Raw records

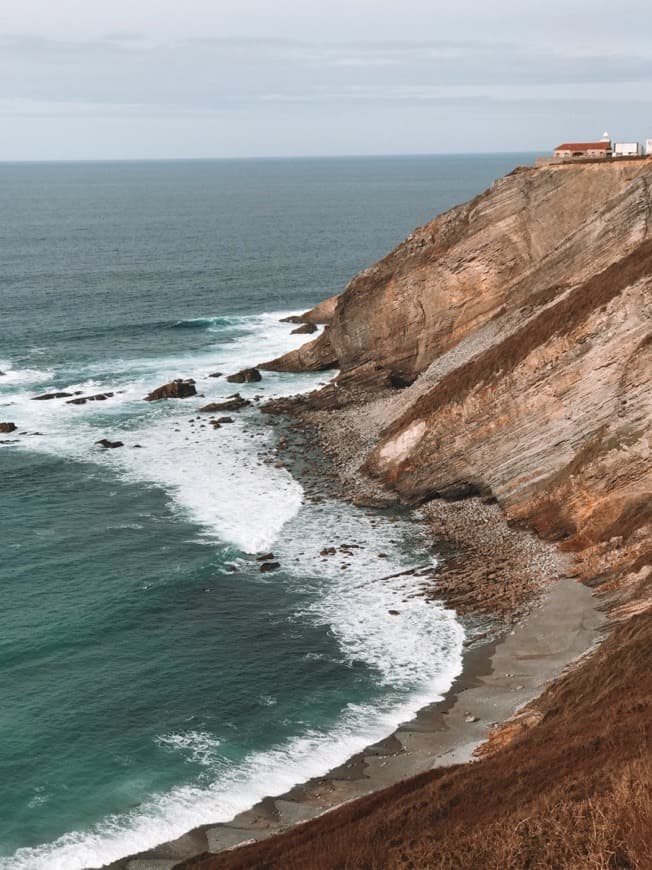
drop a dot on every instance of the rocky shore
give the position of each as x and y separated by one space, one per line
494 371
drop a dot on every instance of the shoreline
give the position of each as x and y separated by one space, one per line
498 678
510 655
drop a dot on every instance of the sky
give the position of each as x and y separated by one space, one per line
132 79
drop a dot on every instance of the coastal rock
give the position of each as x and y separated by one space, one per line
316 355
321 314
246 376
177 389
233 403
109 445
306 329
98 397
47 396
525 314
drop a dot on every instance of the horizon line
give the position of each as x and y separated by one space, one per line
29 160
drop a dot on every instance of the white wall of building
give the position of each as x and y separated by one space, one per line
626 149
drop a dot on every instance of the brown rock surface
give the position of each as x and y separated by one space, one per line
314 356
527 315
233 403
246 376
321 314
177 389
306 329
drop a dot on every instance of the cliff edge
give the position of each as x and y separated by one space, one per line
504 351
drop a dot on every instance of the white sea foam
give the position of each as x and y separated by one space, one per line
216 478
273 772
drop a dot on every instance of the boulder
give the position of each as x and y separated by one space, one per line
306 329
98 397
46 396
232 403
323 312
313 356
177 389
246 376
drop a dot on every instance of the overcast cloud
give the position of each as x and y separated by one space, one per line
219 79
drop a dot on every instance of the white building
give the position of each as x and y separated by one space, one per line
626 149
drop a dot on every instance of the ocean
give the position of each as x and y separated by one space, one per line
152 678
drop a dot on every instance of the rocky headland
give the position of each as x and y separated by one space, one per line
495 369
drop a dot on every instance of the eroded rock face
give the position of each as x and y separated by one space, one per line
98 397
177 389
321 314
246 376
233 403
47 396
306 329
315 356
527 314
535 230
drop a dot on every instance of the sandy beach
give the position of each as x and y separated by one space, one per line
516 645
499 678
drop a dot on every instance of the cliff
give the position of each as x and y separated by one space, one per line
504 350
521 322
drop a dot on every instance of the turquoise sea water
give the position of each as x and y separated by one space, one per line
146 686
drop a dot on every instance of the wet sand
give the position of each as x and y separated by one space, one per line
498 678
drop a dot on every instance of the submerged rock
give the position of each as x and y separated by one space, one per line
246 376
306 329
46 396
177 389
233 403
98 397
109 445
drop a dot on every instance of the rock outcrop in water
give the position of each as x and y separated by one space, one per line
524 318
505 350
246 376
177 389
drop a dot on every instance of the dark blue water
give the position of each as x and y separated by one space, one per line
152 678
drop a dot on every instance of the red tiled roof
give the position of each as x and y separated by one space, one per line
584 146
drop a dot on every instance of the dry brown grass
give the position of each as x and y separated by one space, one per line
572 793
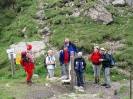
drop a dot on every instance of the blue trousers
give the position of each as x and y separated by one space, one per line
80 81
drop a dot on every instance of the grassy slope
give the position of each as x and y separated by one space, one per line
81 29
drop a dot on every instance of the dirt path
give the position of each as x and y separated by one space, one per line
45 32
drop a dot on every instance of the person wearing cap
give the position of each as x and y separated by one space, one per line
94 58
29 64
71 46
79 67
64 58
51 64
105 67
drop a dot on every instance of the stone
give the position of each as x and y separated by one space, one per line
104 2
129 2
119 3
37 47
99 13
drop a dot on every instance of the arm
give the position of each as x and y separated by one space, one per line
84 64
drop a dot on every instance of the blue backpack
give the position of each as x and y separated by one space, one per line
112 61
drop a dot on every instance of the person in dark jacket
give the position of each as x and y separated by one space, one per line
94 58
64 58
71 46
106 67
79 66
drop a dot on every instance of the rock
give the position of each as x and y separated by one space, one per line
37 47
82 1
35 76
99 13
76 12
119 3
129 2
104 2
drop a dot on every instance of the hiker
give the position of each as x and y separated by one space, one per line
105 67
64 58
71 46
50 61
79 67
28 64
94 58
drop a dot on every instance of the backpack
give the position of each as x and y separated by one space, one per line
23 58
112 61
45 65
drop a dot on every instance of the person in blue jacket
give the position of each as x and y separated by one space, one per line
64 58
79 66
71 46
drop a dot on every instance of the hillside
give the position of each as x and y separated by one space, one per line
20 21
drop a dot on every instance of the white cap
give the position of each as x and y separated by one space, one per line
102 49
79 53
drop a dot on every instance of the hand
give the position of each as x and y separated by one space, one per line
82 67
100 60
61 64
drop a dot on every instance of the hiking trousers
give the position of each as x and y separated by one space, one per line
80 81
50 73
96 69
29 75
65 70
106 72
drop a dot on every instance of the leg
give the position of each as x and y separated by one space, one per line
50 73
29 75
67 69
78 79
107 76
98 73
94 69
81 79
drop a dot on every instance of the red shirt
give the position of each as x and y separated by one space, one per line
66 56
94 57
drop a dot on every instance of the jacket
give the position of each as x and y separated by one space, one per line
106 60
94 58
78 63
72 47
62 56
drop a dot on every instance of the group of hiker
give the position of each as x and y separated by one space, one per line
99 58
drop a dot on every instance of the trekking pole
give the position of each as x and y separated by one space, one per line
12 63
72 70
130 82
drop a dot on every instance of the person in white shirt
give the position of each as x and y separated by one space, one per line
50 61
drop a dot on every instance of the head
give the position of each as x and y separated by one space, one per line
65 48
67 41
79 54
50 52
102 50
29 47
96 48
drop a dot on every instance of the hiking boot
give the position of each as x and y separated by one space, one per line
95 82
108 86
29 83
104 84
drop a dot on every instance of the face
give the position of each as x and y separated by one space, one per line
65 48
67 41
101 52
95 50
50 53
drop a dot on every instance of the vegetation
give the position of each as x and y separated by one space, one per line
83 31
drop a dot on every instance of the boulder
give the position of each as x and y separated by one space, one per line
99 13
119 3
129 2
37 47
105 2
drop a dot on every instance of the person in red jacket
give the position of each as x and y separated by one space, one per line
28 65
94 58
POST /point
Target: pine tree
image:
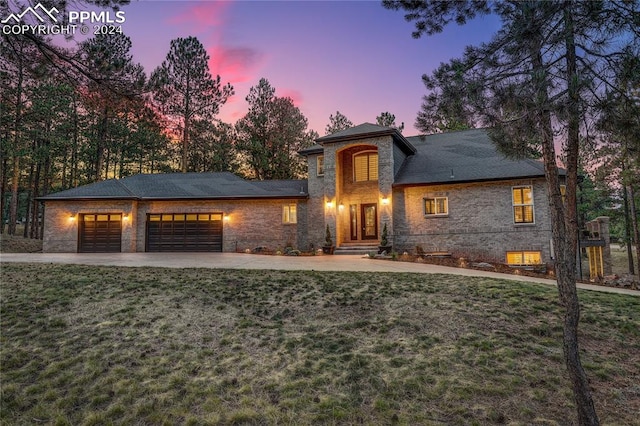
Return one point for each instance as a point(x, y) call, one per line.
point(271, 134)
point(532, 83)
point(337, 123)
point(185, 89)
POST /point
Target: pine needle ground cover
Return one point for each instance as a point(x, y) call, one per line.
point(89, 345)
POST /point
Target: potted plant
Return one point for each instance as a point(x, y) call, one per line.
point(328, 246)
point(384, 246)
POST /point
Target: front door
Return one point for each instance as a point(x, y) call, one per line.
point(369, 221)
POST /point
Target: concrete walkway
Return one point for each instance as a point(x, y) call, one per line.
point(291, 263)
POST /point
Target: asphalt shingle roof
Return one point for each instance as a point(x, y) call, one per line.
point(184, 186)
point(365, 130)
point(464, 156)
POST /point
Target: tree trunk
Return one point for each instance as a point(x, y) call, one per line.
point(566, 278)
point(29, 188)
point(185, 144)
point(634, 222)
point(564, 219)
point(3, 190)
point(627, 230)
point(101, 143)
point(13, 203)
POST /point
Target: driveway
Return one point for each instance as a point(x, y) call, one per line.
point(255, 261)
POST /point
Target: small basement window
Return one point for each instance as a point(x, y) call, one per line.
point(289, 214)
point(320, 165)
point(436, 206)
point(522, 204)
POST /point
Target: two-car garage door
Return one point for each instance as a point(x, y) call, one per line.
point(184, 232)
point(102, 233)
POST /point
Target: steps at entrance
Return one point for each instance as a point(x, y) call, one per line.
point(356, 249)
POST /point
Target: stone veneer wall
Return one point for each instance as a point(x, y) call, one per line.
point(315, 204)
point(339, 186)
point(480, 221)
point(251, 223)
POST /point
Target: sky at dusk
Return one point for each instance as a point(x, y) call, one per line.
point(355, 57)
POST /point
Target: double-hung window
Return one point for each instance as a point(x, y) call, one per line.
point(320, 165)
point(289, 214)
point(436, 206)
point(524, 258)
point(523, 204)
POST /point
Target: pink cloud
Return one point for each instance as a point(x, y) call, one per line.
point(233, 64)
point(203, 15)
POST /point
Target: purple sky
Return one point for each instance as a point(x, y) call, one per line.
point(351, 56)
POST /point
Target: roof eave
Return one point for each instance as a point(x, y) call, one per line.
point(454, 181)
point(404, 144)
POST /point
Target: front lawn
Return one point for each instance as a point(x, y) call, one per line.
point(114, 345)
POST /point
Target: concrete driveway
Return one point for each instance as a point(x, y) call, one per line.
point(254, 261)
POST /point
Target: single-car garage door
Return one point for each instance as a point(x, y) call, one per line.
point(100, 233)
point(184, 232)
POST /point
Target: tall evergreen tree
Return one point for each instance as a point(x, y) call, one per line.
point(117, 81)
point(184, 87)
point(388, 120)
point(271, 134)
point(537, 76)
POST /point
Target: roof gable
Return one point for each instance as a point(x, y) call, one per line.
point(222, 185)
point(368, 130)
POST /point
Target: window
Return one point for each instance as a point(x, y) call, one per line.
point(365, 167)
point(320, 165)
point(289, 214)
point(524, 258)
point(522, 204)
point(436, 206)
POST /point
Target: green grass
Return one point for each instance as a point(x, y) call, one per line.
point(83, 345)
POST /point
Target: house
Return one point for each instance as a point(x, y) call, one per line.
point(451, 192)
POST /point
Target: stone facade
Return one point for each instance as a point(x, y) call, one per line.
point(479, 223)
point(342, 192)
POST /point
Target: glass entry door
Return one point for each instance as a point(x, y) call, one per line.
point(369, 221)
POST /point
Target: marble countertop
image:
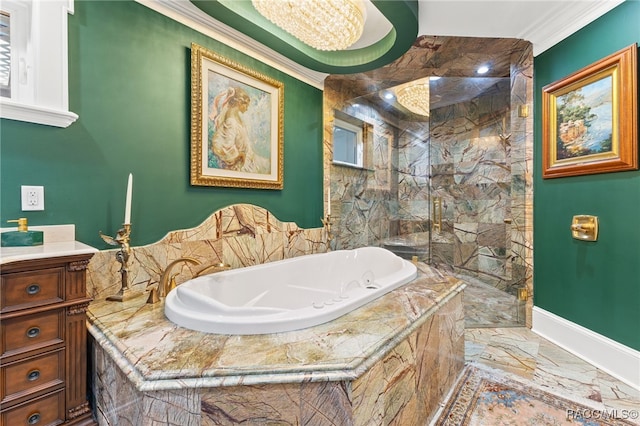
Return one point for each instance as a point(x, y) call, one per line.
point(59, 240)
point(56, 249)
point(156, 354)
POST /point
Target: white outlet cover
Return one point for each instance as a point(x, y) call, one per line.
point(32, 198)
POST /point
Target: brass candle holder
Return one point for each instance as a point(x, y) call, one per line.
point(122, 239)
point(326, 222)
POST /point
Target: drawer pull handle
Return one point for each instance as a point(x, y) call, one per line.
point(33, 419)
point(33, 332)
point(33, 289)
point(33, 375)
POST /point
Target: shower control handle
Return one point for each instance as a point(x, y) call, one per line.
point(437, 214)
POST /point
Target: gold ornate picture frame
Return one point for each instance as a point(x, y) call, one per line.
point(590, 118)
point(236, 124)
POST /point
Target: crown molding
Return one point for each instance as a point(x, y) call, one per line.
point(563, 21)
point(184, 12)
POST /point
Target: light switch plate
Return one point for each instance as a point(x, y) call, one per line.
point(32, 198)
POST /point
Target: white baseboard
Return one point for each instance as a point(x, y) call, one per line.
point(620, 361)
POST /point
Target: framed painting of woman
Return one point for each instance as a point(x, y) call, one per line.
point(236, 124)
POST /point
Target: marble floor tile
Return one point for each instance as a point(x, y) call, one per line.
point(520, 353)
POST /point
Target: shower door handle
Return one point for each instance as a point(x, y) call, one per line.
point(437, 214)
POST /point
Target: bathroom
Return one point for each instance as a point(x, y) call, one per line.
point(132, 97)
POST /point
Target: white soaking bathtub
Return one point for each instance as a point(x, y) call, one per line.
point(289, 294)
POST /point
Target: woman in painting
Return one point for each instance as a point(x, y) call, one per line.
point(230, 143)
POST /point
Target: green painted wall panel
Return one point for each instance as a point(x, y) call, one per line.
point(593, 284)
point(129, 78)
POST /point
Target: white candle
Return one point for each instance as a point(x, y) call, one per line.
point(127, 208)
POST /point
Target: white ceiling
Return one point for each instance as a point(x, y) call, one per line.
point(542, 22)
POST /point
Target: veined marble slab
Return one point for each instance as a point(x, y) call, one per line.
point(155, 354)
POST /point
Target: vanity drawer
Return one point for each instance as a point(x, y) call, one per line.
point(31, 375)
point(22, 290)
point(33, 331)
point(47, 410)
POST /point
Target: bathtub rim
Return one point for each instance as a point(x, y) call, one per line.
point(280, 322)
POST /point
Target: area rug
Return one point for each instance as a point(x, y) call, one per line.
point(483, 397)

**What the task requires:** Locate every line in the records above that contains the string "shower" and copy each one. Matching is case-sensitive.

**Task result:**
Target: shower control handle
Target: shower door handle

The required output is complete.